_Work to complete:_ Word for word, repeat each line of the listing below.

------------------------------

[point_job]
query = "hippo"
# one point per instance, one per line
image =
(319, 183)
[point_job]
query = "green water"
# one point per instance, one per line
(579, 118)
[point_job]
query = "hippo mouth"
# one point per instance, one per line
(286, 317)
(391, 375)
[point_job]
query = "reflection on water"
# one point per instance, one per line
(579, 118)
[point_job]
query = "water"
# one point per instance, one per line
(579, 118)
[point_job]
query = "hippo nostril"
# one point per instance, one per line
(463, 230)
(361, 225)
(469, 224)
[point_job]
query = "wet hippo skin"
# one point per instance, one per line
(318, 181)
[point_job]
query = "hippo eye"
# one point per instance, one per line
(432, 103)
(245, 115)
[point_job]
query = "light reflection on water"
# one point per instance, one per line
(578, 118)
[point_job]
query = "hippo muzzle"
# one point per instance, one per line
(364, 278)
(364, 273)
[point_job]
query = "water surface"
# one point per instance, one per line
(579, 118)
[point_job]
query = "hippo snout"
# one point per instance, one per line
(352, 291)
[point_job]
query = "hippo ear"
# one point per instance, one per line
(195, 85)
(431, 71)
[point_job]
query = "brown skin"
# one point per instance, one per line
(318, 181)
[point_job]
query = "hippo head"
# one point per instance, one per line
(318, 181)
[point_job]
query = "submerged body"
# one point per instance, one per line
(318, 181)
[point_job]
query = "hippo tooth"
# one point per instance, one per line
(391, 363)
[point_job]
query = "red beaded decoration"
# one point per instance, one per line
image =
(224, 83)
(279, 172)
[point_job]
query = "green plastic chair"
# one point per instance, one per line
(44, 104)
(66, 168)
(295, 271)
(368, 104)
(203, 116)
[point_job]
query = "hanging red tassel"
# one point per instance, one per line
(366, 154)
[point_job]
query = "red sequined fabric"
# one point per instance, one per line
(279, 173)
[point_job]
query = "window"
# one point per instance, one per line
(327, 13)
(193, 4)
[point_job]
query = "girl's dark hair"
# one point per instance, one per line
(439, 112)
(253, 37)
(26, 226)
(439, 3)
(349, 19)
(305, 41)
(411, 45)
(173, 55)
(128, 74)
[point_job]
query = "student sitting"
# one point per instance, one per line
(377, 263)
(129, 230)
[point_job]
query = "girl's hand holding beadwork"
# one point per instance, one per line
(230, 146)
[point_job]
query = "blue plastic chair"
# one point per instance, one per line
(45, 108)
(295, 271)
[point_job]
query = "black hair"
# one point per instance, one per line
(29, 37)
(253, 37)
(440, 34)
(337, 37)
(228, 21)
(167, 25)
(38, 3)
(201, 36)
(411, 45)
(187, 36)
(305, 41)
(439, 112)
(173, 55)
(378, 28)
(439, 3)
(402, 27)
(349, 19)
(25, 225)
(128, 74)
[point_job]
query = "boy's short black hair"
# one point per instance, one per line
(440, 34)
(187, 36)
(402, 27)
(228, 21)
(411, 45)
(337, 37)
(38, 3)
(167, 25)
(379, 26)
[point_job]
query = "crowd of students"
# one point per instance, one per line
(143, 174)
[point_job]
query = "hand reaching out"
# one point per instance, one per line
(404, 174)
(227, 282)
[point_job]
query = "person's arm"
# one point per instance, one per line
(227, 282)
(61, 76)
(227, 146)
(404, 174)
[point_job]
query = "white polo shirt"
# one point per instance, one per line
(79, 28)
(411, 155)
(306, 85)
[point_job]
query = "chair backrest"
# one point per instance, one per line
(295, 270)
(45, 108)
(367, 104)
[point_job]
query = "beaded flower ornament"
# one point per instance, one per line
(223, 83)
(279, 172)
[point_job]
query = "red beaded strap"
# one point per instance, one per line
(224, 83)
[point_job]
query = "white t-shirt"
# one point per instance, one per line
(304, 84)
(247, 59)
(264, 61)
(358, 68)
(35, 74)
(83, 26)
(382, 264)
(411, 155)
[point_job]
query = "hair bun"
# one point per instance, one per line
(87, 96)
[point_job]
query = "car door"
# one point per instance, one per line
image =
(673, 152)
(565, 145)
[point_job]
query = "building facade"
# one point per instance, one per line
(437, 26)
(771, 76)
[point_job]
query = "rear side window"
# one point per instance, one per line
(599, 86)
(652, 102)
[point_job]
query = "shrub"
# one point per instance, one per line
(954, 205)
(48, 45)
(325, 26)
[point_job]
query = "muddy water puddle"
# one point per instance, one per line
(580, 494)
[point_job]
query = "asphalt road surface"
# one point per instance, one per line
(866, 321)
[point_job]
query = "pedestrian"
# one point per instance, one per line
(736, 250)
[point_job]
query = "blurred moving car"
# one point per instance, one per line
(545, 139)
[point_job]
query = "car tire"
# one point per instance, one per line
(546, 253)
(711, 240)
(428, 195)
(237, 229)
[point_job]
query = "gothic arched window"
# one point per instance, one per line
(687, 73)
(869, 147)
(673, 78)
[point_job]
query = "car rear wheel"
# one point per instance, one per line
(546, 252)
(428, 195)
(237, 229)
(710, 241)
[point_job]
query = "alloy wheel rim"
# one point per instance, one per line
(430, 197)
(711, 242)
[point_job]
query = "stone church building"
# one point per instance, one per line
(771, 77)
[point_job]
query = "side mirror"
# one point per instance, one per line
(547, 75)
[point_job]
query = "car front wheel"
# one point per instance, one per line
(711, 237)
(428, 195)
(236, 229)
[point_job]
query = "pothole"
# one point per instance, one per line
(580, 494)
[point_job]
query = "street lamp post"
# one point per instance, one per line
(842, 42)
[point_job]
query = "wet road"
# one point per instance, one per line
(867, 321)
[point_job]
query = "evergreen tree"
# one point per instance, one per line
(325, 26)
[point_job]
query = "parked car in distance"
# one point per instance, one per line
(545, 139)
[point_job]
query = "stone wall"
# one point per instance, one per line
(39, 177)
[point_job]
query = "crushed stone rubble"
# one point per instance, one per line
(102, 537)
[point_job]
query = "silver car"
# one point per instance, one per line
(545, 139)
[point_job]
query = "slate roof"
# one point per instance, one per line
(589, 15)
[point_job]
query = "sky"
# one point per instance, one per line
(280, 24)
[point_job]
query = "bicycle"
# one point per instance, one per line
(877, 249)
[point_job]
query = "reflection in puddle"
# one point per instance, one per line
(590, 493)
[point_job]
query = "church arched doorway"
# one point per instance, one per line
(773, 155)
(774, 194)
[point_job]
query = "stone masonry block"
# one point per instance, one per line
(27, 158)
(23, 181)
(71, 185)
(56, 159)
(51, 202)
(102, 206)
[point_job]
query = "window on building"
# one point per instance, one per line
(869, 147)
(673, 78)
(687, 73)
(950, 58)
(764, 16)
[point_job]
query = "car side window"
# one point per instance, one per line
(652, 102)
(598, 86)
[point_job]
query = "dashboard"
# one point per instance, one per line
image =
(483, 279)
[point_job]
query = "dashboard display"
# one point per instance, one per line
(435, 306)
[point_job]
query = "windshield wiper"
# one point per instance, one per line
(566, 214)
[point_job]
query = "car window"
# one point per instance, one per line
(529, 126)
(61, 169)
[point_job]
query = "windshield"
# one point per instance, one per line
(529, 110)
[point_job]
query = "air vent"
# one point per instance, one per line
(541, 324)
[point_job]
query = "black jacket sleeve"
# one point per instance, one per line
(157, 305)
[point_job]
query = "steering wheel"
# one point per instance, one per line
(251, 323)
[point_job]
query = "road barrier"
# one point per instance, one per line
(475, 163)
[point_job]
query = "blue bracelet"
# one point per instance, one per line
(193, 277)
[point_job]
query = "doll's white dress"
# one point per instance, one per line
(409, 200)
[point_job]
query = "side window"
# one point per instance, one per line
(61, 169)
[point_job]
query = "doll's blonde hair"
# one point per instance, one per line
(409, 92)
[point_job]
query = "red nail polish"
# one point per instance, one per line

------------------------------

_Exercise output:_
[point_job]
query = "hippo"
# one point per instance, one per line
image =
(319, 183)
[point_job]
query = "green water"
# one point per instance, one per line
(579, 118)
[point_job]
query = "hippo mouth"
# one point per instance, one per line
(286, 317)
(391, 375)
[point_job]
query = "reflection on water"
# one point per instance, one per line
(579, 118)
[point_job]
query = "water"
# one point per instance, one per line
(579, 118)
[point_job]
query = "hippo nostril"
# one point per instance, one per line
(463, 230)
(361, 225)
(469, 224)
[point_job]
query = "wet hippo skin"
# one point per instance, one per line
(318, 181)
[point_job]
query = "hippo eye"
# one point per instance, one per line
(432, 103)
(245, 115)
[point_job]
query = "light reflection on water"
# one point per instance, one per line
(578, 118)
[point_job]
query = "hippo muzzle"
# one point per instance, one per line
(364, 278)
(364, 273)
[point_job]
query = "water surface"
# one point per instance, one per line
(579, 118)
[point_job]
query = "hippo snout"
# one point per instance, one per line
(352, 291)
[point_job]
query = "hippo ear"
# one point per instance, one per line
(195, 85)
(431, 71)
[point_job]
query = "brown skin"
# one point per instance, one per line
(318, 181)
[point_job]
query = "hippo head"
# one point per instance, one per line
(318, 181)
[point_job]
query = "submerged body"
# one point per instance, one per line
(318, 181)
[point_job]
query = "hippo tooth"
# one point per instance, one per line
(391, 363)
[point_job]
query = "red beaded decoration"
# one point per instance, one per line
image =
(224, 83)
(279, 172)
[point_job]
query = "green plastic chair"
# one point per instance, one per line
(44, 104)
(66, 168)
(295, 271)
(368, 104)
(203, 116)
[point_job]
query = "hanging red tassel"
# one point per instance, one per line
(366, 154)
[point_job]
query = "red sequined fabric"
# one point per instance, one per line
(279, 173)
[point_job]
query = "window"
# one point per instance, one per line
(327, 13)
(193, 4)
[point_job]
query = "girl's dark hair"
# one point per instance, one per line
(439, 112)
(253, 37)
(26, 226)
(439, 3)
(349, 19)
(305, 41)
(411, 45)
(173, 55)
(128, 74)
[point_job]
query = "student sitting"
# one point per instance, one per line
(377, 263)
(129, 230)
[point_job]
query = "girl's hand holding beadwork"
# one point per instance, one per line
(230, 146)
[point_job]
query = "blue plastic chair"
# one point per instance, one per line
(45, 108)
(295, 271)
[point_job]
query = "black hair"
# one point per instance, one per line
(29, 37)
(253, 37)
(440, 34)
(337, 37)
(228, 21)
(167, 25)
(38, 3)
(201, 36)
(411, 45)
(187, 36)
(305, 41)
(439, 112)
(173, 55)
(378, 28)
(439, 3)
(402, 27)
(349, 19)
(25, 225)
(128, 74)
[point_job]
query = "boy's short black hair"
# one point per instance, one per line
(440, 34)
(187, 36)
(402, 27)
(228, 21)
(411, 45)
(337, 37)
(38, 3)
(167, 25)
(379, 26)
[point_job]
query = "crowd of students"
# one point per instance, one per line
(143, 174)
[point_job]
query = "hand reaching out"
# one point per instance, one per line
(404, 174)
(227, 282)
[point_job]
query = "person's arm"
# one point per instance, one per line
(227, 282)
(61, 76)
(227, 146)
(404, 174)
[point_job]
query = "white polo shirt"
# one point per instance, one per line
(79, 28)
(411, 155)
(306, 85)
[point_job]
query = "chair backrest"
# one point per instance, one per line
(295, 270)
(45, 108)
(367, 104)
[point_job]
query = "beaded flower ornament"
# one point per instance, one per line
(223, 83)
(279, 172)
[point_job]
query = "red beaded strap"
# one point per instance, one per line
(224, 83)
[point_job]
query = "white t-shirt"
# one point per instance, one per line
(304, 84)
(247, 59)
(264, 61)
(358, 68)
(35, 74)
(83, 26)
(382, 264)
(411, 155)
[point_job]
query = "hair bun"
# one point per instance, one per line
(87, 96)
[point_job]
query = "car door"
# one point per instance, one per line
image =
(673, 152)
(565, 145)
[point_job]
query = "building facade"
# one point per instance, one per line
(437, 26)
(771, 76)
[point_job]
query = "rear side window"
# one point per instance, one per line
(599, 86)
(652, 102)
[point_job]
query = "shrub"
# one point per instance, one per line
(954, 205)
(48, 45)
(325, 26)
[point_job]
query = "muddy water puddle"
# one point per instance, one per line
(580, 494)
[point_job]
query = "asphalt road surface"
# one point per instance, one per line
(866, 321)
[point_job]
query = "pedestrian"
# one point per instance, one per line
(736, 250)
[point_job]
query = "blurred moving car"
# one point per instance, one per line
(545, 139)
[point_job]
query = "car tire"
# one point per instance, one per line
(546, 253)
(711, 240)
(428, 195)
(237, 229)
[point_job]
query = "gothic arched window"
# one point per instance, one per line
(687, 73)
(869, 147)
(673, 78)
[point_job]
query = "car rear wheel"
# one point per instance, one per line
(546, 252)
(428, 195)
(237, 229)
(710, 241)
[point_job]
query = "alloy wheel rim"
# one point per instance, one per line
(430, 197)
(711, 242)
[point_job]
query = "stone church building"
# one point per instance, one per line
(771, 77)
[point_job]
query = "side mirror"
# one point per instance, one per line
(547, 75)
[point_job]
query = "car front wheel"
# one point per instance, one per line
(711, 237)
(428, 195)
(236, 229)
[point_job]
query = "pothole"
# one point per instance, one per line
(580, 494)
[point_job]
query = "street lamp post"
# one point per instance, one per line
(842, 42)
[point_job]
query = "wet road"
# one point per instance, one per line
(867, 321)
[point_job]
query = "evergreen tree"
# one point per instance, one per line
(325, 26)
[point_job]
query = "parked car in distance"
# one point per instance, one per line
(545, 139)
[point_job]
query = "stone wall"
# one point per instance, one per line
(39, 177)
[point_job]
query = "crushed stone rubble"
# one point per instance, one per line
(102, 537)
[point_job]
query = "silver car"
# one point per instance, one per line
(545, 139)
[point_job]
query = "slate roof"
# one point per instance, one per line
(589, 15)
[point_job]
query = "sky"
# one point per instance, one per line
(280, 24)
[point_job]
query = "bicycle"
# one point per instance, one per line
(877, 249)
[point_job]
query = "reflection in puddle"
# one point per instance, one per line
(590, 493)
[point_job]
query = "church arched doorway"
# one point per instance, one per line
(773, 155)
(774, 194)
[point_job]
query = "stone masonry block"
# one point per instance, one per line
(27, 158)
(23, 181)
(71, 185)
(56, 159)
(51, 202)
(102, 206)
[point_job]
query = "window on building"
# one point per instance, one per line
(869, 147)
(673, 78)
(687, 73)
(950, 58)
(764, 16)
[point_job]
query = "car side window"
# one point per instance, one per line
(652, 102)
(598, 86)
[point_job]
query = "dashboard"
# one point per instance, one per line
image =
(483, 279)
[point_job]
query = "dashboard display"
# one point per instance, one per line
(435, 306)
[point_job]
query = "windshield wiper"
# one point per instance, one per line
(566, 214)
[point_job]
query = "car window"
# one point per instance, one per line
(529, 126)
(61, 169)
[point_job]
query = "windshield"
# one point per instance, one per line
(529, 110)
[point_job]
query = "air vent"
# one point per instance, one per line
(541, 324)
[point_job]
query = "black jacket sleeve"
# one point per instance, one per line
(157, 305)
[point_job]
query = "steering wheel"
# one point per instance, one per line
(251, 323)
[point_job]
query = "road barrier"
# one point per instance, one per line
(475, 163)
[point_job]
query = "blue bracelet"
# one point per instance, one per line
(193, 277)
[point_job]
query = "doll's white dress"
# one point per instance, one per line
(409, 200)
[point_job]
query = "side window"
# one point per instance, one per line
(61, 169)
[point_job]
query = "doll's blonde hair"
# one point per instance, one per line
(409, 92)
[point_job]
query = "red nail polish"
# one point per instance, one per line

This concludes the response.